- Passage provided

We see it shine in the sky above us.

But beyond our sight,

something dramatic is happening.

The sun is going into overdrive.

Our star is more active now

than it's been for a decade.

It's sending

eruptions of superheated plasma

and vast waves of radiation

towards our planet,

with the potential

to disrupt our lives

in completely unexpected ways.

At the same time,

a new generation of satellites

is showing us the sun

in more detail than ever before.

It's almost pulsating.

I'm Kate Humble.

And I'm Helen Czerski.

Together, we're going to unravel

what's happening to our sun.

From Britain's leading centre

for solar research,

we'll use the latest satellite images

and a team of world-class experts

to decode the sun's inner workings.

Something in the sun's atmosphere

snapped.

We'll explore the sun's

most spectacular displays.

I love your laboratory,

it's brilliant!

Investigate its mysterious

cycles of activity.

So it took seconds to get from the

sun to the satellite. That's right.

And discover how our sun

is behaving right now.

70 miles west of London

lies Britain's answer to NASA.

This is the Rutherford Appleton

Laboratory in Oxfordshire.

At RAL, satellite instruments

are designed and tested

before they're launched into space.

And scientists are analysing

the latest information

these satellites beam down

around the clock.

It's one of the most important

centres of solar research

in the world.

We've set up inside one

of RAL's giant research facilities

so that we can talk to some

of Britain's leading solar scientists

and see for ourselves

the extraordinary images

they're using to study our star.

- Written problem a
Reproduce word for word the part of the transcript about the sun that runs between "in more detail" and "to our sun.", inclusive.
These records are unrelated to the transcript about the sun.

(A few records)

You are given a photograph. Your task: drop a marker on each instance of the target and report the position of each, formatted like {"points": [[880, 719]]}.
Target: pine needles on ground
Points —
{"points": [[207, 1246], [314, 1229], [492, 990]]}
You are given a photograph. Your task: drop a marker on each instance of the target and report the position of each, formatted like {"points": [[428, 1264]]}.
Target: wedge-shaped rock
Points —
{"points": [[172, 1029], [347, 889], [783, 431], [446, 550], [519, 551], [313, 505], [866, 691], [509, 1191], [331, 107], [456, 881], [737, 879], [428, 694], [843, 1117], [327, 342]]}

- Written problem b
Locate every line of the records that contains the string "report", and copy each of those lines. Treat uppercase and lowercase letters as different.

- Correct response a
in more detail than ever before.

It's almost pulsating.

I'm Kate Humble.

And I'm Helen Czerski.

Together, we're going to unravel

what's happening to our sun.

- Correct response b
You are given a photograph. Your task: drop a marker on each instance of the target and report the position of each, formatted like {"points": [[880, 719]]}.
You are given a photograph. Your task: drop a marker on each instance of the target and report the position of each, formatted like {"points": [[428, 1264]]}.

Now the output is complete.